YOUR GOAL: Leave out every picture, then transcribe the rest of the listing exactly.
**********
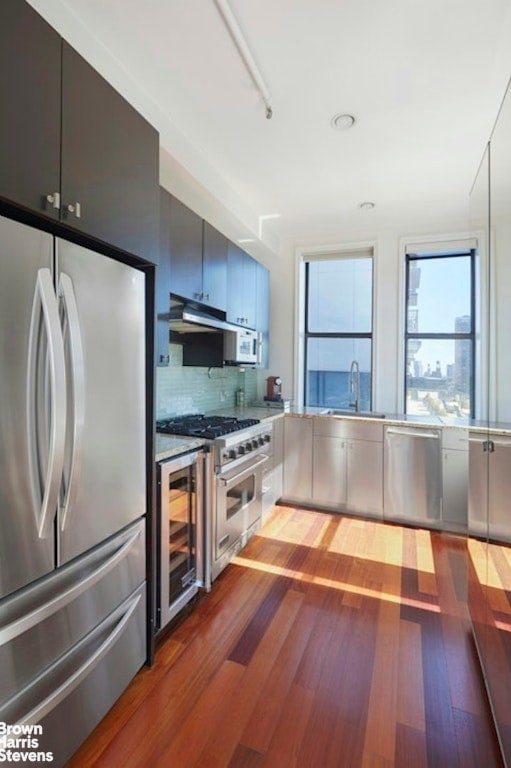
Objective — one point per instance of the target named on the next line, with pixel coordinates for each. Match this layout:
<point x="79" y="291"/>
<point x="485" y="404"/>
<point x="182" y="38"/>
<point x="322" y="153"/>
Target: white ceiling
<point x="424" y="79"/>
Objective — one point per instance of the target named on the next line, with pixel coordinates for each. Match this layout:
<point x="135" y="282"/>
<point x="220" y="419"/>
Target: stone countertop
<point x="168" y="446"/>
<point x="411" y="420"/>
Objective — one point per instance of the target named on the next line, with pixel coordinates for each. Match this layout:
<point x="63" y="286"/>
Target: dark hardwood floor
<point x="330" y="641"/>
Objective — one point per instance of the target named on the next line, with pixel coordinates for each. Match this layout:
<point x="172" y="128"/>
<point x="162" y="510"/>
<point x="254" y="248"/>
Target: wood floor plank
<point x="380" y="735"/>
<point x="410" y="689"/>
<point x="289" y="730"/>
<point x="411" y="749"/>
<point x="330" y="642"/>
<point x="220" y="747"/>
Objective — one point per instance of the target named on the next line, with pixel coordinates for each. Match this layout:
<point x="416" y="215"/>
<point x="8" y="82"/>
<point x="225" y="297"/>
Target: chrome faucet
<point x="354" y="385"/>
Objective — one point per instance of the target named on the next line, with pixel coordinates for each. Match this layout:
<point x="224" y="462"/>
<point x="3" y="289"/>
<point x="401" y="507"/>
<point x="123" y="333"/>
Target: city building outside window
<point x="440" y="333"/>
<point x="339" y="331"/>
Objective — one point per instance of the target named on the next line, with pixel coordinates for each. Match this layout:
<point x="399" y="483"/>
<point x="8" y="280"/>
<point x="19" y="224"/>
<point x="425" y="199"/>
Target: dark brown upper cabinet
<point x="198" y="258"/>
<point x="30" y="67"/>
<point x="110" y="187"/>
<point x="71" y="148"/>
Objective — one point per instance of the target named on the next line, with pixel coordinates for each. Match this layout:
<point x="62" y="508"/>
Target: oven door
<point x="181" y="523"/>
<point x="238" y="508"/>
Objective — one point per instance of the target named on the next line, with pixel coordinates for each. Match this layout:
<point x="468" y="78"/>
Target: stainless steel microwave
<point x="242" y="346"/>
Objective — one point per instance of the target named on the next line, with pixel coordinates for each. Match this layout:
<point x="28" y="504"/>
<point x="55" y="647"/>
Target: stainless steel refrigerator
<point x="72" y="487"/>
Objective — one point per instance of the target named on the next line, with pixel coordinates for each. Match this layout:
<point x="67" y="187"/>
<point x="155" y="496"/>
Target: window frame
<point x="352" y="253"/>
<point x="436" y="254"/>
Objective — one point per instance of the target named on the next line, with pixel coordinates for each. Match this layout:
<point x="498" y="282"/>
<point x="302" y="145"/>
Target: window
<point x="440" y="334"/>
<point x="338" y="331"/>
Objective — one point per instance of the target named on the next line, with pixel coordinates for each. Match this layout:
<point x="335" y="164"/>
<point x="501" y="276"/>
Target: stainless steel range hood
<point x="183" y="318"/>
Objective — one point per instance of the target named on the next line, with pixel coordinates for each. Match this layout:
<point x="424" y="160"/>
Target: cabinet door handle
<point x="75" y="208"/>
<point x="54" y="200"/>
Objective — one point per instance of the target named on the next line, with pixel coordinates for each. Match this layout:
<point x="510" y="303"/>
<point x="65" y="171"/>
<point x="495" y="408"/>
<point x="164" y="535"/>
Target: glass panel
<point x="478" y="458"/>
<point x="340" y="296"/>
<point x="181" y="530"/>
<point x="329" y="363"/>
<point x="498" y="574"/>
<point x="239" y="496"/>
<point x="439" y="295"/>
<point x="439" y="377"/>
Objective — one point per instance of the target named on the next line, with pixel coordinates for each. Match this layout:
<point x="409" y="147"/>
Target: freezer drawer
<point x="71" y="696"/>
<point x="412" y="477"/>
<point x="40" y="624"/>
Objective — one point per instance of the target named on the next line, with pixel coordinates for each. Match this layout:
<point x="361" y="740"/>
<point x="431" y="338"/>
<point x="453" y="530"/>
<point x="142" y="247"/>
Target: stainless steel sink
<point x="360" y="414"/>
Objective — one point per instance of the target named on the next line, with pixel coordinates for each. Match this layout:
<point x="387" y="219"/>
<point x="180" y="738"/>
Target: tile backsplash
<point x="189" y="389"/>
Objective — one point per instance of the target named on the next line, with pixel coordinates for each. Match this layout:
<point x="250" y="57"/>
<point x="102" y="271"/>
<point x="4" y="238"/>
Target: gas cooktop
<point x="199" y="425"/>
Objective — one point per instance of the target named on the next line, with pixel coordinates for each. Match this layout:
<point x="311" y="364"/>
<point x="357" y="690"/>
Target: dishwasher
<point x="412" y="474"/>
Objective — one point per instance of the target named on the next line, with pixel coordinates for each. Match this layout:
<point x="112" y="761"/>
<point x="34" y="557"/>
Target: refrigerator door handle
<point x="36" y="714"/>
<point x="19" y="625"/>
<point x="77" y="373"/>
<point x="45" y="491"/>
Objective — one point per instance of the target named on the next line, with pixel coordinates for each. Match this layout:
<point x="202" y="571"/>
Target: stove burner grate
<point x="199" y="425"/>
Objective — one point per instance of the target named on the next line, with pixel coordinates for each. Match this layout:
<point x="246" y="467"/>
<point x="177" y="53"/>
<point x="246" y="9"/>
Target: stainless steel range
<point x="239" y="448"/>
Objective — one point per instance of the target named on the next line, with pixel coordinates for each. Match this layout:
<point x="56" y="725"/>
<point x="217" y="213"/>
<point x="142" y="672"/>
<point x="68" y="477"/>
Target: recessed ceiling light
<point x="342" y="121"/>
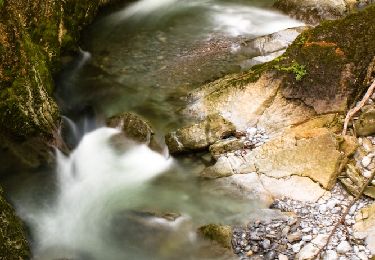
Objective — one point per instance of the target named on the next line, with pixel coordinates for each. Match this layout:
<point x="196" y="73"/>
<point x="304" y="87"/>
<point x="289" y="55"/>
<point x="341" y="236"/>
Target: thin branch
<point x="358" y="107"/>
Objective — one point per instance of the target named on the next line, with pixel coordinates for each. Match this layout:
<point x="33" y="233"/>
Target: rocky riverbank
<point x="287" y="148"/>
<point x="34" y="34"/>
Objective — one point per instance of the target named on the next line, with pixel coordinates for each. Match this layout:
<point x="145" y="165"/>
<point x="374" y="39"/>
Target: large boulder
<point x="13" y="243"/>
<point x="314" y="11"/>
<point x="317" y="157"/>
<point x="200" y="135"/>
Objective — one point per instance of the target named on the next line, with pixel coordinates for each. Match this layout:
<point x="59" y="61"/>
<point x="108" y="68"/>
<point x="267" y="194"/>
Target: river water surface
<point x="102" y="203"/>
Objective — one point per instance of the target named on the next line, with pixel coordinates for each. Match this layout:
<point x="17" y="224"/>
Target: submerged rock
**********
IN RESPONSE:
Objective — one point per instance of the target named on the next line, with pixel coordinates for each. Match this layout:
<point x="79" y="291"/>
<point x="485" y="404"/>
<point x="182" y="38"/>
<point x="322" y="153"/>
Target: white ceiling
<point x="424" y="79"/>
Objective — one point per instance of the target named on the next line, with pixel coordinates for each. Match this layout:
<point x="135" y="282"/>
<point x="220" y="419"/>
Target: stone countertop
<point x="168" y="446"/>
<point x="411" y="420"/>
Objective — one point per instance of the target named on the next line, with pixel coordinates for each. Match this layout:
<point x="63" y="286"/>
Target: dark hardwood floor
<point x="330" y="641"/>
Objective — one point per instance of the target named on the next line, with pixel coordinates for each. Match this layout:
<point x="172" y="128"/>
<point x="162" y="510"/>
<point x="254" y="248"/>
Target: wood floor plank
<point x="380" y="735"/>
<point x="410" y="689"/>
<point x="289" y="730"/>
<point x="411" y="749"/>
<point x="330" y="642"/>
<point x="220" y="747"/>
Objective — one point per instance of the target named on the next line, with pixel coordinates for each. Match this layout:
<point x="416" y="215"/>
<point x="8" y="82"/>
<point x="225" y="297"/>
Target: chrome faucet
<point x="354" y="385"/>
Objective — one point per instance of the target named on the next line, with pixel coordinates for each. Match this layout:
<point x="224" y="462"/>
<point x="3" y="289"/>
<point x="401" y="507"/>
<point x="123" y="333"/>
Target: city building outside window
<point x="440" y="333"/>
<point x="339" y="331"/>
Objective — one point per instance of the target named on the next line, with pixel coordinates for each. Match this layout:
<point x="399" y="483"/>
<point x="8" y="280"/>
<point x="19" y="224"/>
<point x="425" y="199"/>
Target: dark brown upper cabinet
<point x="198" y="258"/>
<point x="30" y="67"/>
<point x="110" y="187"/>
<point x="71" y="148"/>
Objective — one point per instance of the target named on the next line, with pixel coordinates for each. Match this layout:
<point x="62" y="508"/>
Target: oven door
<point x="181" y="523"/>
<point x="238" y="508"/>
Objective — one point per instance of the target named on the next line, with pixel coordinates for each. Match this layout:
<point x="468" y="78"/>
Target: stainless steel microwave
<point x="242" y="346"/>
Objective — one point per instance of the target named on the next line, with pixel coordinates for each. Match this layout:
<point x="28" y="504"/>
<point x="55" y="647"/>
Target: stainless steel refrigerator
<point x="72" y="487"/>
Objective — one point per instance of the target named on the next line, with pixel coordinates for each. Match this layout:
<point x="67" y="187"/>
<point x="155" y="496"/>
Target: window frame
<point x="352" y="253"/>
<point x="436" y="254"/>
Objective — one point per instance of the target named on the next line, with pixel coordinates for each. Match this layout:
<point x="498" y="282"/>
<point x="302" y="145"/>
Target: window
<point x="440" y="334"/>
<point x="338" y="331"/>
Objective — one point per instance of the target named on the next line, with pixel coordinates for each. Match this layout:
<point x="335" y="164"/>
<point x="501" y="276"/>
Target: stainless steel range hood
<point x="183" y="318"/>
Objective — one point per instance of the target named on the next line, with pixel coordinates for each. Match this layout:
<point x="424" y="160"/>
Target: cabinet door handle
<point x="75" y="208"/>
<point x="54" y="200"/>
Objective — one point per instance of the target named on the next line, with pixel coordinates for each. Match this layout:
<point x="510" y="303"/>
<point x="65" y="171"/>
<point x="495" y="408"/>
<point x="164" y="535"/>
Target: glass panel
<point x="478" y="458"/>
<point x="340" y="296"/>
<point x="181" y="530"/>
<point x="329" y="363"/>
<point x="498" y="574"/>
<point x="239" y="496"/>
<point x="439" y="295"/>
<point x="439" y="377"/>
Objective — one point per instance of the target named on the next line, with pixel coordinates for each. Match this layout:
<point x="409" y="147"/>
Target: freezer drawer
<point x="71" y="696"/>
<point x="412" y="477"/>
<point x="40" y="624"/>
Objective — one point per instance of the target named on the next line, with pixel coordinates for each. Match this layout:
<point x="361" y="740"/>
<point x="431" y="338"/>
<point x="453" y="530"/>
<point x="142" y="247"/>
Target: stainless steel sink
<point x="360" y="414"/>
Objective — one point per instance of the target named on the next line, with pixel coordinates for each. Match this layout:
<point x="387" y="219"/>
<point x="180" y="738"/>
Target: tile backsplash
<point x="189" y="389"/>
Objective — one point per instance of the target named on the next line, with pixel coordinates for each. Match this layout:
<point x="250" y="57"/>
<point x="102" y="271"/>
<point x="4" y="238"/>
Target: gas cooktop
<point x="199" y="425"/>
Objective — one point per instance of the target named on the next line, with pixel coordinates for each. Match this layout:
<point x="311" y="364"/>
<point x="357" y="690"/>
Target: dishwasher
<point x="412" y="474"/>
Objective — one point per instance of the target named on the next line, with pixel coordinates for each. Match this layout:
<point x="112" y="761"/>
<point x="34" y="557"/>
Target: refrigerator door handle
<point x="36" y="714"/>
<point x="19" y="625"/>
<point x="77" y="373"/>
<point x="45" y="491"/>
Objective — one point per instance of the target named on the next line, with pixel coordinates for each. Match this layout:
<point x="202" y="571"/>
Target: stove burner grate
<point x="199" y="425"/>
Objective — one point per instance of the target named on the next line, with pixel coordinates for each. Match this layout:
<point x="246" y="467"/>
<point x="177" y="53"/>
<point x="246" y="9"/>
Target: stainless steel range
<point x="239" y="448"/>
Objective — one point per instance of the target named on the next line, with pixel coordinates for each. Match this layout:
<point x="56" y="725"/>
<point x="217" y="213"/>
<point x="142" y="672"/>
<point x="68" y="477"/>
Target: recessed ceiling light
<point x="342" y="121"/>
Objective — one point per instance of the target named on the next line, with pixel coordinates for each. Match this layout:
<point x="196" y="73"/>
<point x="304" y="87"/>
<point x="289" y="55"/>
<point x="341" y="236"/>
Target: thin branch
<point x="358" y="107"/>
Objective — one point per instance of the target named on the next line, with pixel coordinates for each. Match this layout:
<point x="33" y="233"/>
Target: rocky riverbank
<point x="287" y="148"/>
<point x="34" y="34"/>
Objective — one point per instance of the target named on the next line, with pixel coordinates for each. Match this layout:
<point x="145" y="165"/>
<point x="374" y="39"/>
Target: large boulder
<point x="13" y="243"/>
<point x="314" y="11"/>
<point x="317" y="157"/>
<point x="200" y="135"/>
Objective — one point per instance of the target named on the next line, with pixel coordinates for each. Match this layout:
<point x="59" y="61"/>
<point x="108" y="68"/>
<point x="267" y="194"/>
Target: river water surface
<point x="102" y="203"/>
Objective — one point per instance of the target named on the next line, with pixel coordinates for each. Match this layout:
<point x="17" y="224"/>
Target: submerged rock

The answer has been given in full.